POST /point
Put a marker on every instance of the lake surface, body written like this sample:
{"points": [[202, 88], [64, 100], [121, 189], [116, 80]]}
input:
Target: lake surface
----------
Edit the entries above so that each "lake surface" becomes "pond surface", keeping every other character the same.

COMPLETE RESPONSE:
POST /point
Put a marker on every instance of the pond surface, body written like this sample:
{"points": [[202, 88], [64, 100], [121, 189], [116, 80]]}
input:
Target: pond surface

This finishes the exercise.